Work to complete. Here are some records. Copy each one exactly.

Data records.
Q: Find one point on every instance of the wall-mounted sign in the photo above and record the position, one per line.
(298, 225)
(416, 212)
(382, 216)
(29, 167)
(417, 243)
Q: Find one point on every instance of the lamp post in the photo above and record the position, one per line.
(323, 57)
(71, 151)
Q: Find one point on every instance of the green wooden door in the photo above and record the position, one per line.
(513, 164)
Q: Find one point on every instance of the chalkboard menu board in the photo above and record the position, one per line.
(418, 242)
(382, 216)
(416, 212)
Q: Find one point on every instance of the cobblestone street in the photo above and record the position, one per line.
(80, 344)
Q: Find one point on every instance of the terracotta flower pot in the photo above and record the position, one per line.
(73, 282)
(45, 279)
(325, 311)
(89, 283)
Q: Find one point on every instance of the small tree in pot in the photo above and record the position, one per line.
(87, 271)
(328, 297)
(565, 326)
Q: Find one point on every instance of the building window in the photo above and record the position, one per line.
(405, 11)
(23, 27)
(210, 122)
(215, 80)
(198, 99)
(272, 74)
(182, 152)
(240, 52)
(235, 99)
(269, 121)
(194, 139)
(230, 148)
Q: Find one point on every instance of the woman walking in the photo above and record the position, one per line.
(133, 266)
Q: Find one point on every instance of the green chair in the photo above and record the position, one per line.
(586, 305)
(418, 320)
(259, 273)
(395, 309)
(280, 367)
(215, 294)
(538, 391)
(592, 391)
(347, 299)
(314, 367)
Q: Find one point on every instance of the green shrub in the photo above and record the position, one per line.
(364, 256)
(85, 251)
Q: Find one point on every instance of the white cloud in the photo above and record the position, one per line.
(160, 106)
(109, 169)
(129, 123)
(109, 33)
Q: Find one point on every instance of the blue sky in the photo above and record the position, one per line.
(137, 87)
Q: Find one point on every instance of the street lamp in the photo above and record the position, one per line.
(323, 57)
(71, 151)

Exercise solution.
Q: Find one point on every instance of the wall-mounted sign in the photo above and record the position, one per line.
(298, 225)
(416, 212)
(382, 216)
(29, 167)
(417, 243)
Q: Find one point on every instance of the lamp post in the photo above and record the position, one per line.
(323, 57)
(71, 151)
Q: Find one point on every instance of the green wooden door in the photo above and record the position, one per line.
(513, 164)
Q: Find one point on every instance of the chalkboard menu board in the photo above and record the position, one per line.
(418, 242)
(382, 216)
(416, 212)
Q: Find one point on every instance of the cobblestone street in the photo above and record the position, one per line.
(80, 344)
Q: Find one point on every instance of the terracotta flower pot in the photo above and record the position, one per line.
(73, 282)
(45, 279)
(325, 311)
(89, 283)
Q: Find one point on every instance of the small tree in pot in the photo above and record the position, one per line.
(87, 271)
(328, 297)
(565, 326)
Q: Find one point on every instance of the building window in the photo above and record the position, one per line.
(405, 11)
(23, 27)
(210, 122)
(215, 80)
(198, 99)
(272, 74)
(182, 152)
(240, 52)
(235, 99)
(269, 121)
(194, 139)
(230, 148)
Q: Find one point on every instance of the woman walking in the photo above and record the position, one per line.
(133, 266)
Q: Find one point on every instance of the green chair in the photo above and record the position, one per line.
(586, 305)
(418, 320)
(259, 273)
(395, 309)
(280, 367)
(215, 294)
(538, 391)
(592, 391)
(347, 299)
(314, 367)
Q: Find one point on every instance of the green shrub in the photo above and record the position, one per line.
(364, 256)
(85, 251)
Q: Find one point on every instance of the white cloud in the photo above and record the position, one per line.
(160, 106)
(109, 169)
(129, 123)
(109, 33)
Q: Find one point on every instance of the blue sky in the photo above and record the position, one per line.
(137, 87)
Q: Find one point on every instance of the street lamp in the photo above and record the position, one per line.
(323, 57)
(71, 151)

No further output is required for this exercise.